● **Task requirements**
Say how many lines of the listing below hold the word "bench". Give only that number.

● **Exercise input**

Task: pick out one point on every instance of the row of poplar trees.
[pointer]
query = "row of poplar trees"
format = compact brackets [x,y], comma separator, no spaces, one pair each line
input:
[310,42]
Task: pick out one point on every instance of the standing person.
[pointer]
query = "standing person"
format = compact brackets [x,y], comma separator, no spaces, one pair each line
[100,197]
--
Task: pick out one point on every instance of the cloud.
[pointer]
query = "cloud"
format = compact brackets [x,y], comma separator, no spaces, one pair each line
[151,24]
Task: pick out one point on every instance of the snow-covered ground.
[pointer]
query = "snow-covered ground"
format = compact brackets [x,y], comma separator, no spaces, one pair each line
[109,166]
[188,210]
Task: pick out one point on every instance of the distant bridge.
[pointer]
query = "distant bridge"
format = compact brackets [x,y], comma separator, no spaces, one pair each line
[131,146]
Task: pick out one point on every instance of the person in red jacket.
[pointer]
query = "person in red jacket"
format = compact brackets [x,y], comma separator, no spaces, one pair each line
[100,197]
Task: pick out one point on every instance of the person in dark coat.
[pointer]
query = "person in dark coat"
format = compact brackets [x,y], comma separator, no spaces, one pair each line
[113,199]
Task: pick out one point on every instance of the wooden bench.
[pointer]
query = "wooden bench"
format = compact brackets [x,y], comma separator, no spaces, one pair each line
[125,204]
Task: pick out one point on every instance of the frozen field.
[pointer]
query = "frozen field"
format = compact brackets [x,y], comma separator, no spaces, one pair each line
* * *
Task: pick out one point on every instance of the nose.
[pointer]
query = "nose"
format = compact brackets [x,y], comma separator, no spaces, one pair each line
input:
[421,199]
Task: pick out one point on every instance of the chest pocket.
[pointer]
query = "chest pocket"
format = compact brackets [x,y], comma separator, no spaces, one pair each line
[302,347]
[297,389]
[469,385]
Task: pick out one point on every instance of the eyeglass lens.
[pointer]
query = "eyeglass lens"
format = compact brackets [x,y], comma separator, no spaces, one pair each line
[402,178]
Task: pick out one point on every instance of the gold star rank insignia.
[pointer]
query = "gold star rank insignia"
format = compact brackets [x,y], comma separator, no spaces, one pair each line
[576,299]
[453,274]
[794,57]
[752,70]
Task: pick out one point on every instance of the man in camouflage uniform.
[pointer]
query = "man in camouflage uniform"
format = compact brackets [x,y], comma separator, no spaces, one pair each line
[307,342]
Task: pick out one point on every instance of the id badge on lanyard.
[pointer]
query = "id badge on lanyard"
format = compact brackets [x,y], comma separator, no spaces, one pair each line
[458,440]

● **Reply to the exercise**
2